**What is required:** Express the lines from the start through the line containing "142L1 245L162 245L163" as a JSON list of strings, one string per line, with blank lines omitted and pictures left out.

**Input for this task:**
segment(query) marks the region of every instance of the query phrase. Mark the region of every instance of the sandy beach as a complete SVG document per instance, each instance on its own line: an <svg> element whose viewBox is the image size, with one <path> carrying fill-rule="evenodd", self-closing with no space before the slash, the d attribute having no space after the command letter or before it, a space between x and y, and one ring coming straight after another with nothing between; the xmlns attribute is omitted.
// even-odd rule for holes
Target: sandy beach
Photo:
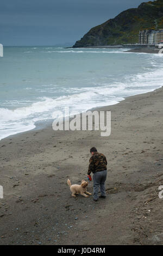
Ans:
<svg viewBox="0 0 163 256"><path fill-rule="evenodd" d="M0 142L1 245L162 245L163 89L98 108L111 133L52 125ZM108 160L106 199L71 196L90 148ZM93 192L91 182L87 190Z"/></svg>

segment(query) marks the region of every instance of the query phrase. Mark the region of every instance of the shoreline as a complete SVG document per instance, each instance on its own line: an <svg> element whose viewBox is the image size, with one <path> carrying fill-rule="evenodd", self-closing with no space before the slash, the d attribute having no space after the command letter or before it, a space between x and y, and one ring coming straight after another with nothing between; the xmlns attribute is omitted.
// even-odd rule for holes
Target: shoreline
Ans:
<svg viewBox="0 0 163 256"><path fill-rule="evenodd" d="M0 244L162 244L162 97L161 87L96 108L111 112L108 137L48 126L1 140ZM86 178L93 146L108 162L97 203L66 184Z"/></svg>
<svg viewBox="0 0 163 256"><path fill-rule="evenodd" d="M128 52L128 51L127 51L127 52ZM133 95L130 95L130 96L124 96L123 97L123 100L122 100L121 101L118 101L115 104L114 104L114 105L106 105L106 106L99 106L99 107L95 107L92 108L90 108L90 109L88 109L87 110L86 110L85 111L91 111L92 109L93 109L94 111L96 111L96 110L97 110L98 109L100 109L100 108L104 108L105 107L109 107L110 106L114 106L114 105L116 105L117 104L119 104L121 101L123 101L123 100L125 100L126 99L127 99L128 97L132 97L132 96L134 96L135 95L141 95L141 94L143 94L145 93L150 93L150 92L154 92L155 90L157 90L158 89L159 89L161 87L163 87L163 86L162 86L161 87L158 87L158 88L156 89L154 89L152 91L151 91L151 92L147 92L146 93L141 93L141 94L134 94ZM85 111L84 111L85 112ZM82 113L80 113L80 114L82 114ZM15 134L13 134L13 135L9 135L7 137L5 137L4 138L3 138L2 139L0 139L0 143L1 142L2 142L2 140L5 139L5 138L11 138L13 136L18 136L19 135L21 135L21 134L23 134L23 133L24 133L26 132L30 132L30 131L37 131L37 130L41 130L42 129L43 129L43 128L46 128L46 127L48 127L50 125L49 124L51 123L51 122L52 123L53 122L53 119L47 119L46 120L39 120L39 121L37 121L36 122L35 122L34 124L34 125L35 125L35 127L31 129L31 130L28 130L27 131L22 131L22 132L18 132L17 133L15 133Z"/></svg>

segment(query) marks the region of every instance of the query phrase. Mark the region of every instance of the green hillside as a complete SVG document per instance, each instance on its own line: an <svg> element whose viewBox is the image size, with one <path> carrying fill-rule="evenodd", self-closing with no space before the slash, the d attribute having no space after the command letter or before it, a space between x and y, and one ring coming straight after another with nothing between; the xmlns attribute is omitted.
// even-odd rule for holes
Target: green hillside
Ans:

**Solution to this problem:**
[
  "segment(query) marks the region of every instance of the query phrase. Mark the region of every instance of the sandy beach as a complete SVG document per instance, each instance on its own line: an <svg> element whose viewBox is the image size, with one <path> carrying fill-rule=\"evenodd\", self-closing with no space before the slash, the d attribute having no space after the command letter or before it, a space between x and y, and one ring coming straight after another with nothing between; the xmlns attribute is omitted.",
  "// even-odd rule for holes",
  "Target: sandy beach",
  "Photo:",
  "Ans:",
  "<svg viewBox=\"0 0 163 256\"><path fill-rule=\"evenodd\" d=\"M0 142L1 245L162 245L163 89L98 108L111 133L52 125ZM108 160L106 199L71 196L90 148ZM93 192L91 182L87 190Z\"/></svg>"
]